# Information supplied
══════════

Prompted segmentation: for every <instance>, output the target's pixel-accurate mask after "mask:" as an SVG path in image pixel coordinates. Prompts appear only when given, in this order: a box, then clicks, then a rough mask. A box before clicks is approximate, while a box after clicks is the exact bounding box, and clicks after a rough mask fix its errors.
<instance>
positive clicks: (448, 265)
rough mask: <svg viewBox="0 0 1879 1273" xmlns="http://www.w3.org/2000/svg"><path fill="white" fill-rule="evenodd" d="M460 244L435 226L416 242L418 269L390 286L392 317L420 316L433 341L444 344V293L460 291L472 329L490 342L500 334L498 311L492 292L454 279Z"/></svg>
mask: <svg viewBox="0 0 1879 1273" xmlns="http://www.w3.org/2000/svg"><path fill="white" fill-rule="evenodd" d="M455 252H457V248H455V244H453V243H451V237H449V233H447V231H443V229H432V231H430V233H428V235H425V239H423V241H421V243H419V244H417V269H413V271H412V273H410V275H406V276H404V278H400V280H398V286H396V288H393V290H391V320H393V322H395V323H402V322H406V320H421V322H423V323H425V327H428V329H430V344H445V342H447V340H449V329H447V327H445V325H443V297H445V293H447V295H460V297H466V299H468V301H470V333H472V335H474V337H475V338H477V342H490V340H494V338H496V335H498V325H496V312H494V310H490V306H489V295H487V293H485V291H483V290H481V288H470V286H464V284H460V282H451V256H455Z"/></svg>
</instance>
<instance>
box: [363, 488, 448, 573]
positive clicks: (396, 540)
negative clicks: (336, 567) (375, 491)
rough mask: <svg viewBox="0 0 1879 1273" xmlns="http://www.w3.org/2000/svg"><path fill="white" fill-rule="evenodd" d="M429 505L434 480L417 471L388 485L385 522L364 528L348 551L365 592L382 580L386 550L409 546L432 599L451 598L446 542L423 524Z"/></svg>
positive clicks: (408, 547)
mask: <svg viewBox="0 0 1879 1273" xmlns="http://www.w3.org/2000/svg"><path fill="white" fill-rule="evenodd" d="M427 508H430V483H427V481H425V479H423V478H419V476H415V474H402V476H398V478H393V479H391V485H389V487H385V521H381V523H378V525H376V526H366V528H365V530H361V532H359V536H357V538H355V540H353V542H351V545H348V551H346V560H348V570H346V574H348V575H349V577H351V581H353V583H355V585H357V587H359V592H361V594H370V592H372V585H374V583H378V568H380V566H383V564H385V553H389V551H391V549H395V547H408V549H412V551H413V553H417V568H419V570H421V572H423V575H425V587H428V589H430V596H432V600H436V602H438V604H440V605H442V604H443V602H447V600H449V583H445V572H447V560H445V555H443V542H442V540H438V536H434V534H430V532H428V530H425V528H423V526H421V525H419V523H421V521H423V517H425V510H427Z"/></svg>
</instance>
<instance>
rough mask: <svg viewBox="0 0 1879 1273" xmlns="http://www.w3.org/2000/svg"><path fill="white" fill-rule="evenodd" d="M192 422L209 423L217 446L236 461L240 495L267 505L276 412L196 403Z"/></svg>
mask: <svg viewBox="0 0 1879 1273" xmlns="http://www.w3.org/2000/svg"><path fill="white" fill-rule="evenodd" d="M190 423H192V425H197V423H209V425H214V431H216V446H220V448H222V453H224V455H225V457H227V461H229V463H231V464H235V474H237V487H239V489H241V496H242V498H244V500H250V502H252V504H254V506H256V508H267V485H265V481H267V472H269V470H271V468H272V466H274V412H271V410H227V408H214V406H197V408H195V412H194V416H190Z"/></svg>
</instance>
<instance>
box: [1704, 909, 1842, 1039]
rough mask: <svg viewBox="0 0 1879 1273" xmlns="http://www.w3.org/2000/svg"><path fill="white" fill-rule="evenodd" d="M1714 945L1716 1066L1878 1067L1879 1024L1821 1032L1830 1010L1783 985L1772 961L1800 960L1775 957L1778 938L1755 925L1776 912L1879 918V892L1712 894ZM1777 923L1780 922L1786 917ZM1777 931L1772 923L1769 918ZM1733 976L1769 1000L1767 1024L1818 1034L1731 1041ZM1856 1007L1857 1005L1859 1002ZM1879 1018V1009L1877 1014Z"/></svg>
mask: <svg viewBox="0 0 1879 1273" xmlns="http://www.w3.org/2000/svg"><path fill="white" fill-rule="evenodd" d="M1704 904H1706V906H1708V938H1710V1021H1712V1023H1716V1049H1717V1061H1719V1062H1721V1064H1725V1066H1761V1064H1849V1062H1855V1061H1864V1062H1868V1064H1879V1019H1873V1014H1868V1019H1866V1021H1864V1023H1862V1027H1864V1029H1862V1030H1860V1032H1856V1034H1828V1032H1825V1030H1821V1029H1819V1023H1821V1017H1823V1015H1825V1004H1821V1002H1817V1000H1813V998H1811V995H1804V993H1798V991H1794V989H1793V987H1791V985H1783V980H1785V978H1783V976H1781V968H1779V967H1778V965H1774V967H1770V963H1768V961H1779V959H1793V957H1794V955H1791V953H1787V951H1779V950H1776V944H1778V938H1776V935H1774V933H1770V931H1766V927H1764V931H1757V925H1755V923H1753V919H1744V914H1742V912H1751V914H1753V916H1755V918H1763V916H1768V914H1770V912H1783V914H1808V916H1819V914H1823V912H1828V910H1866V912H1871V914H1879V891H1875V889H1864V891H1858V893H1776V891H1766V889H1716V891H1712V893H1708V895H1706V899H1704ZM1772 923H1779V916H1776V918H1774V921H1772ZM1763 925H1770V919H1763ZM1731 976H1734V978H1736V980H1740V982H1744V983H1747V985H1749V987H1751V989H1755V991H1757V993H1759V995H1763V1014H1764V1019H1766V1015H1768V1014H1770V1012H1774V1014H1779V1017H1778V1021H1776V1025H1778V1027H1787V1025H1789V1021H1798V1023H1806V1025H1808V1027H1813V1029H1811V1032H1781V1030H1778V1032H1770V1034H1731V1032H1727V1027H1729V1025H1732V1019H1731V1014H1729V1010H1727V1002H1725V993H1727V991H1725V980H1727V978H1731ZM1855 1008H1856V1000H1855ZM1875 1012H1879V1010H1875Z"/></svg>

══════════

# Problem details
Copy every item above word for word, from the first line to the last, changing nothing.

# Output
Prompted segmentation: for every <instance>, output the target's pixel-accurate mask after "mask:" as an SVG path in image pixel coordinates. Prompts appear only when given, in this order: a box, then clicks, then a rough mask. A box before clicks is approximate, while a box after clicks is the exact bounding box, and clicks after a rough mask fix its errors.
<instance>
positive clicks: (448, 265)
rough mask: <svg viewBox="0 0 1879 1273" xmlns="http://www.w3.org/2000/svg"><path fill="white" fill-rule="evenodd" d="M460 244L435 226L416 242L418 269L390 286L392 317L420 316L433 341L444 344V293L460 291L472 329L490 342L500 334L498 311L492 292L454 279Z"/></svg>
mask: <svg viewBox="0 0 1879 1273" xmlns="http://www.w3.org/2000/svg"><path fill="white" fill-rule="evenodd" d="M455 252H457V248H455V244H453V243H451V237H449V233H447V231H443V229H432V231H430V233H428V235H425V239H423V241H421V243H419V244H417V269H413V271H412V273H410V275H406V276H404V278H400V280H398V286H396V288H393V290H391V320H393V322H395V323H402V322H406V320H421V322H423V323H425V327H428V329H430V344H445V342H447V340H449V329H447V327H445V325H443V297H445V293H447V295H460V297H466V299H468V301H470V333H472V335H474V337H475V338H477V342H490V340H494V338H496V335H498V325H496V312H494V310H490V306H489V295H487V293H485V291H483V290H481V288H470V286H464V284H460V282H451V256H455Z"/></svg>
</instance>
<instance>
box: [363, 488, 448, 573]
positive clicks: (396, 540)
negative clicks: (336, 567) (375, 491)
rough mask: <svg viewBox="0 0 1879 1273" xmlns="http://www.w3.org/2000/svg"><path fill="white" fill-rule="evenodd" d="M429 505L434 480L417 471L388 485L385 522L364 528L348 551L365 592L382 580L386 550L409 546L432 599L451 598L446 542L423 524Z"/></svg>
positive clicks: (408, 547)
mask: <svg viewBox="0 0 1879 1273" xmlns="http://www.w3.org/2000/svg"><path fill="white" fill-rule="evenodd" d="M427 508H430V483H427V481H425V479H423V478H419V476H415V474H402V476H398V478H393V479H391V485H389V487H385V521H381V523H378V525H376V526H366V528H365V530H361V532H359V536H357V538H355V540H353V542H351V545H348V551H346V560H348V570H346V574H348V575H349V577H351V581H353V583H355V585H357V587H359V592H361V594H370V592H372V585H374V583H378V568H380V566H383V564H385V553H389V551H391V549H395V547H408V549H412V551H413V553H417V568H419V570H421V572H423V575H425V587H428V589H430V596H432V600H436V602H438V604H440V605H442V604H443V602H447V600H449V583H445V572H447V560H445V555H443V542H442V540H438V536H434V534H430V532H428V530H425V528H423V526H421V525H419V523H421V521H423V517H425V510H427Z"/></svg>
</instance>
<instance>
rough mask: <svg viewBox="0 0 1879 1273" xmlns="http://www.w3.org/2000/svg"><path fill="white" fill-rule="evenodd" d="M192 422L209 423L217 446L236 461L240 495L267 505L276 412L196 403Z"/></svg>
mask: <svg viewBox="0 0 1879 1273" xmlns="http://www.w3.org/2000/svg"><path fill="white" fill-rule="evenodd" d="M190 423H192V425H197V423H209V425H214V431H216V446H220V448H222V453H224V455H225V457H227V461H229V463H231V464H235V474H237V487H239V489H241V496H242V498H244V500H250V502H252V504H254V506H256V508H267V485H265V481H267V472H269V470H271V468H272V466H274V412H271V410H227V408H214V406H197V408H195V412H194V416H190Z"/></svg>
</instance>
<instance>
box: [1704, 909, 1842, 1039]
rough mask: <svg viewBox="0 0 1879 1273" xmlns="http://www.w3.org/2000/svg"><path fill="white" fill-rule="evenodd" d="M1714 945L1716 1066L1878 1067L1879 1024L1821 1032L1830 1010L1783 985L1772 961L1800 960L1775 957L1778 938L1755 925L1776 912L1879 918V892L1712 894ZM1777 923L1780 922L1786 917ZM1777 931L1772 923L1769 918ZM1733 976L1769 1000L1767 1024L1818 1034L1731 1041ZM1856 1007L1857 1005L1859 1002ZM1879 1018V1009L1877 1014Z"/></svg>
mask: <svg viewBox="0 0 1879 1273" xmlns="http://www.w3.org/2000/svg"><path fill="white" fill-rule="evenodd" d="M1704 904H1706V906H1708V938H1710V1021H1712V1023H1716V1049H1717V1061H1719V1062H1721V1064H1725V1066H1761V1064H1849V1062H1855V1061H1864V1062H1868V1064H1879V1019H1873V1014H1868V1019H1866V1021H1864V1023H1862V1027H1864V1029H1862V1030H1860V1032H1856V1034H1828V1032H1825V1030H1821V1029H1819V1023H1821V1017H1823V1015H1825V1004H1821V1002H1817V1000H1813V998H1811V995H1804V993H1798V991H1794V989H1793V987H1791V985H1783V980H1785V978H1783V976H1781V968H1779V967H1778V965H1774V967H1770V963H1768V961H1779V959H1793V957H1794V955H1791V953H1787V951H1779V950H1776V944H1778V938H1776V935H1774V933H1770V931H1766V927H1764V931H1757V925H1755V923H1753V919H1744V914H1742V912H1751V914H1753V916H1755V918H1763V916H1768V914H1770V912H1783V914H1808V916H1819V914H1823V912H1828V910H1866V912H1871V914H1879V891H1875V889H1864V891H1858V893H1776V891H1766V889H1716V891H1712V893H1708V895H1706V899H1704ZM1772 923H1779V916H1776V918H1774V921H1772ZM1763 925H1770V919H1763ZM1731 976H1734V978H1736V980H1740V982H1744V983H1747V985H1749V987H1751V989H1755V991H1757V993H1759V995H1763V1014H1764V1019H1766V1015H1768V1014H1770V1012H1774V1014H1779V1017H1778V1021H1776V1025H1778V1027H1787V1025H1789V1021H1798V1023H1806V1025H1808V1027H1813V1029H1811V1032H1781V1030H1778V1032H1770V1034H1731V1032H1727V1027H1729V1025H1732V1019H1731V1014H1729V1010H1727V1002H1725V993H1727V991H1725V980H1727V978H1731ZM1855 1008H1856V1000H1855ZM1875 1012H1879V1010H1875Z"/></svg>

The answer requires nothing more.